## SET PROBLEM
Gather every line below that contains the word "mountain" and copy each one out.

--- START OF INPUT DATA ---

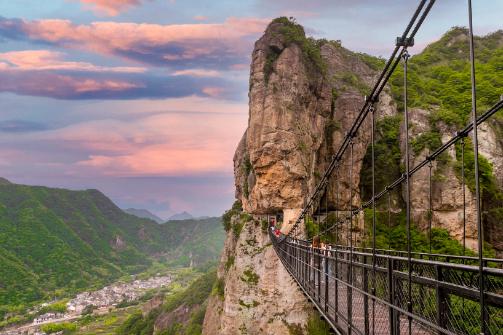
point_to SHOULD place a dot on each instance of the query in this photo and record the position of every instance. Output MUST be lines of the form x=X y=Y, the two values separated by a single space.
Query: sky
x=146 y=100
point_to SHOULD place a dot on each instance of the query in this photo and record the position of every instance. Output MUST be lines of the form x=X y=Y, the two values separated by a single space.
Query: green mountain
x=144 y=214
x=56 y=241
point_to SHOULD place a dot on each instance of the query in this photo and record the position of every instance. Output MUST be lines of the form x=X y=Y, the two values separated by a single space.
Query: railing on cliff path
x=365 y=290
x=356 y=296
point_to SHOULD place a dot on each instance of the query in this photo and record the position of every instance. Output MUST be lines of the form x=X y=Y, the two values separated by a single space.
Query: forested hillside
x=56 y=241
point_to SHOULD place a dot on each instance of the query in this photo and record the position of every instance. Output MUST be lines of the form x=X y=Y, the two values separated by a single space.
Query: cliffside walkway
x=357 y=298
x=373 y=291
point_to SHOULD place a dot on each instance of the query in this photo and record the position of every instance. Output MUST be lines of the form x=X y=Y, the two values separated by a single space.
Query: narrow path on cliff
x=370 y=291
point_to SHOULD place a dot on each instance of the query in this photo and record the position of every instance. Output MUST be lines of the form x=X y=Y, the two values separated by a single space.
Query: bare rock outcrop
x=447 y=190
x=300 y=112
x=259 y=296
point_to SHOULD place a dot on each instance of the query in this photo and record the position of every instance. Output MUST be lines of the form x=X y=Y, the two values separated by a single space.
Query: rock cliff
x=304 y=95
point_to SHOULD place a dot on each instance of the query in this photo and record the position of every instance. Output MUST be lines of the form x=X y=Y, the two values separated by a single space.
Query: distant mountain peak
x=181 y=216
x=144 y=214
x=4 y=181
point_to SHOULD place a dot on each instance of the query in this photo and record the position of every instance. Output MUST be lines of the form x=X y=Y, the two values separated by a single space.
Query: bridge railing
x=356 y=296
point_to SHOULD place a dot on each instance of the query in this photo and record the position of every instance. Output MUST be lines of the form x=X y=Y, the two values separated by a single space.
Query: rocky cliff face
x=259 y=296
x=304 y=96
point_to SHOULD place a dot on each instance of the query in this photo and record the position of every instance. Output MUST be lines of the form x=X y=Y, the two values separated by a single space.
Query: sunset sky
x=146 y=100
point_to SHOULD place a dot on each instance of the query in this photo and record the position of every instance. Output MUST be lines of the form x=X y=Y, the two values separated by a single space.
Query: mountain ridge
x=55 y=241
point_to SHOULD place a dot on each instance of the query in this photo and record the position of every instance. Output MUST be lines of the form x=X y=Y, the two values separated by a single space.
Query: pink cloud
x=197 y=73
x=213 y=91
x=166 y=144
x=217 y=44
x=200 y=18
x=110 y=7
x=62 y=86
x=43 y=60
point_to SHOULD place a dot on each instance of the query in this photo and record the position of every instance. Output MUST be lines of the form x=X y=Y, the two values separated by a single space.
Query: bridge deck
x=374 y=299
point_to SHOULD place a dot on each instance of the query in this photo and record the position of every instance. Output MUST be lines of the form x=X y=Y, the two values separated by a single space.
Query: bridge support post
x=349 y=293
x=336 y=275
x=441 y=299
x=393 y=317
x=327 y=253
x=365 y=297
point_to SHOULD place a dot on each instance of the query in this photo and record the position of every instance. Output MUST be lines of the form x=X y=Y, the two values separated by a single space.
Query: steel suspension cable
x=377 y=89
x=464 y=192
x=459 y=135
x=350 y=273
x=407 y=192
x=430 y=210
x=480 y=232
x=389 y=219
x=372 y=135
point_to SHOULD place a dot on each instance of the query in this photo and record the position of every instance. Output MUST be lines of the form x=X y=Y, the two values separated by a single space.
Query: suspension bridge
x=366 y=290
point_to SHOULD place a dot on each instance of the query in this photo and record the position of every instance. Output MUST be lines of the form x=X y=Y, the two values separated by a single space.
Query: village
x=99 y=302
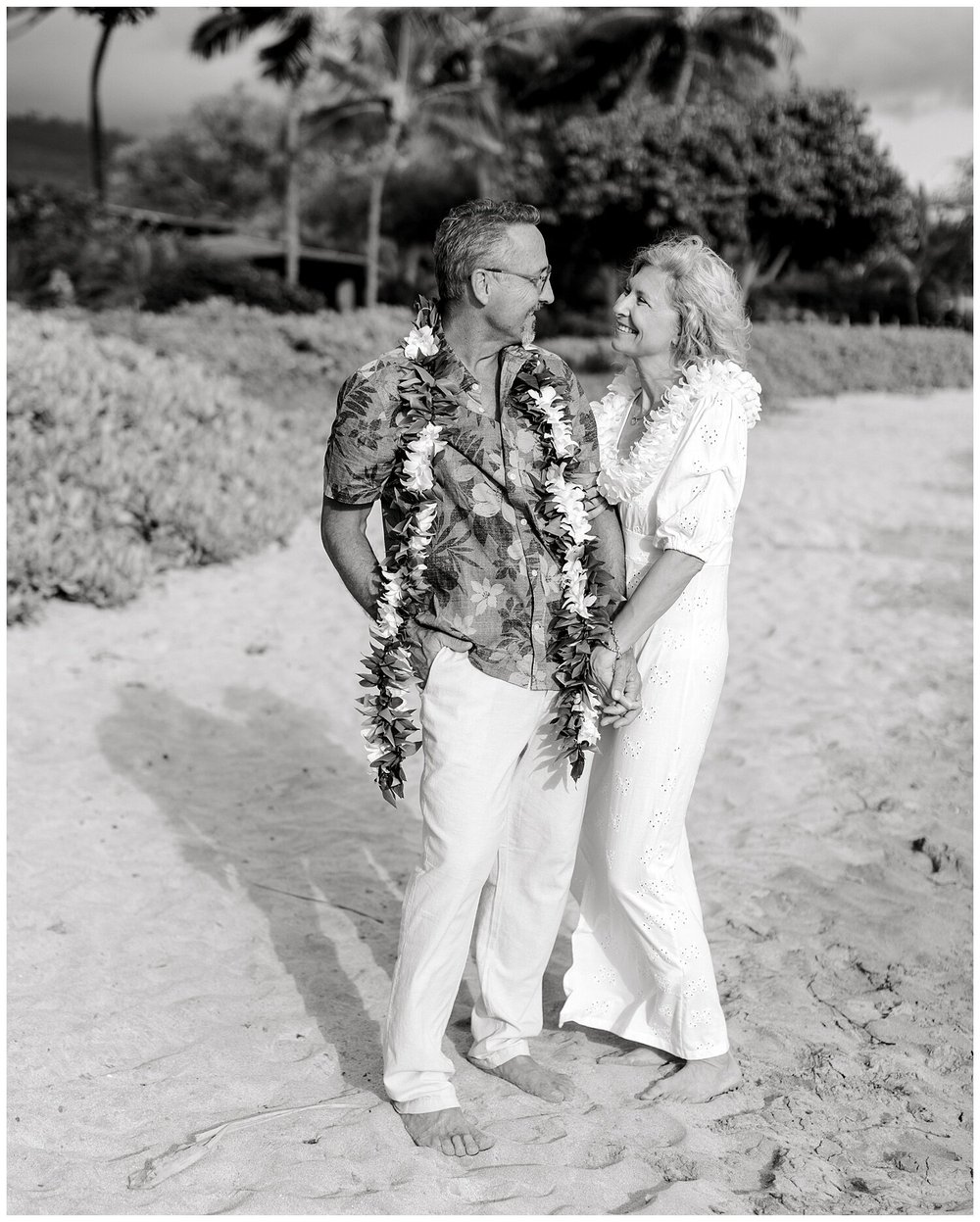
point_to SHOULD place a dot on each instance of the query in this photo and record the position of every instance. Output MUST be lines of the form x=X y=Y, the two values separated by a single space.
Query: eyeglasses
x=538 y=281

--- END OF INPUT DATA ---

## TASK SOLUTION
Query: green mountain
Query: distant mountain peak
Query: mountain ridge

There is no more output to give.